(Set problem):
Pick out and copy each line of the items below that contains the string "wall", matching case exactly.

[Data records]
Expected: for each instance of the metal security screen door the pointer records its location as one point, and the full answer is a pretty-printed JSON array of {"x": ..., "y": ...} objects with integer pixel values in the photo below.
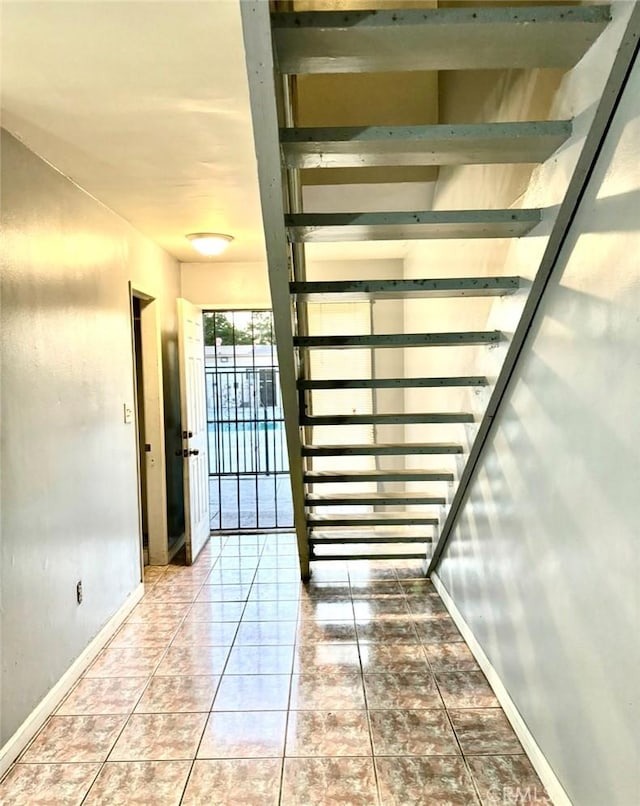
[{"x": 248, "y": 464}]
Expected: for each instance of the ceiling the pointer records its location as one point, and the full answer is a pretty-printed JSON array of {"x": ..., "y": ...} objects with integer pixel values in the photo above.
[{"x": 143, "y": 104}]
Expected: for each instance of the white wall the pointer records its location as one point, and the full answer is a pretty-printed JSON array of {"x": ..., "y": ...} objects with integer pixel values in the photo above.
[
  {"x": 544, "y": 561},
  {"x": 69, "y": 481}
]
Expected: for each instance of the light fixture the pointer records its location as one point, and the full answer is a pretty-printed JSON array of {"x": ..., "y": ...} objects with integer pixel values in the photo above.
[{"x": 209, "y": 243}]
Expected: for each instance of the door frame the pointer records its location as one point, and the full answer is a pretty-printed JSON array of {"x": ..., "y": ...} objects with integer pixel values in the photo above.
[{"x": 153, "y": 406}]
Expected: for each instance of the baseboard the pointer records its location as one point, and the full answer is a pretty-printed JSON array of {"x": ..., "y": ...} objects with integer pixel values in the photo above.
[
  {"x": 36, "y": 719},
  {"x": 531, "y": 748}
]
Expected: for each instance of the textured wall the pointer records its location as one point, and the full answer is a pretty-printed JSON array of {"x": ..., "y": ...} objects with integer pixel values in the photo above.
[
  {"x": 69, "y": 480},
  {"x": 544, "y": 561}
]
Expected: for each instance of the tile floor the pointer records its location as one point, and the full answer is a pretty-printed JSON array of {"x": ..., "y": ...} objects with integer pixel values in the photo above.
[{"x": 231, "y": 684}]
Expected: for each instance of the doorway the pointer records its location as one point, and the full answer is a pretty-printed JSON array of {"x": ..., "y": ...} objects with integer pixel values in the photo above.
[
  {"x": 148, "y": 416},
  {"x": 248, "y": 462}
]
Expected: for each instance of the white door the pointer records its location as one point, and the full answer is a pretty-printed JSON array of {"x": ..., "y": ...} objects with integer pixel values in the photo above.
[{"x": 193, "y": 411}]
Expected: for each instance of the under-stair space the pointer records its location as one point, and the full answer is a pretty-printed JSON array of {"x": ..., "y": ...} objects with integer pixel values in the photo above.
[{"x": 404, "y": 153}]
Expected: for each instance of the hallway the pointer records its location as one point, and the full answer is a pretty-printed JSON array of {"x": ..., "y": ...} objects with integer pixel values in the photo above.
[{"x": 231, "y": 683}]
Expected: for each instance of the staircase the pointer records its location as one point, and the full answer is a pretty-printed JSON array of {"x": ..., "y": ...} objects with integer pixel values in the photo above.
[{"x": 371, "y": 496}]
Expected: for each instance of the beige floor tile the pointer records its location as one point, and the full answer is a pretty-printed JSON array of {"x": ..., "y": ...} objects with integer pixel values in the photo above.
[
  {"x": 401, "y": 690},
  {"x": 330, "y": 690},
  {"x": 74, "y": 738},
  {"x": 484, "y": 731},
  {"x": 159, "y": 737},
  {"x": 190, "y": 660},
  {"x": 143, "y": 634},
  {"x": 159, "y": 612},
  {"x": 328, "y": 733},
  {"x": 413, "y": 733},
  {"x": 245, "y": 782},
  {"x": 465, "y": 690},
  {"x": 244, "y": 734},
  {"x": 125, "y": 662},
  {"x": 271, "y": 659},
  {"x": 113, "y": 695},
  {"x": 260, "y": 633},
  {"x": 264, "y": 692},
  {"x": 204, "y": 632},
  {"x": 320, "y": 781},
  {"x": 320, "y": 658},
  {"x": 216, "y": 611},
  {"x": 178, "y": 694},
  {"x": 271, "y": 611},
  {"x": 139, "y": 783},
  {"x": 407, "y": 781},
  {"x": 47, "y": 784},
  {"x": 507, "y": 779},
  {"x": 223, "y": 593},
  {"x": 313, "y": 631},
  {"x": 450, "y": 657},
  {"x": 410, "y": 658}
]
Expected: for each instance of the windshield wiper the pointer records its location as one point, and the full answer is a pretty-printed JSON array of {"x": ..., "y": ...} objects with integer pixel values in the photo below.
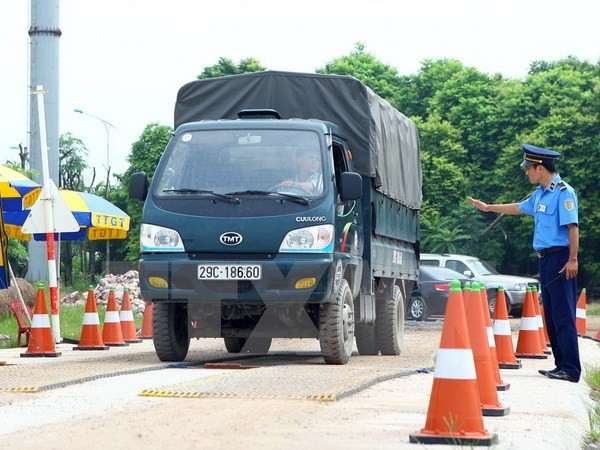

(Response to the exercise):
Expected: for each instance of the white wall the pointer records its location as one point, and the full answer is a pretty-printed JSON array of {"x": ..., "y": ...} objects with integer pixel values in the photo above.
Expected: for each instance of the textured wall the pointer records its location as one point, and the full answer is a pretty-printed JSON array of {"x": ..., "y": ...} objects with integer pixel values in the photo above.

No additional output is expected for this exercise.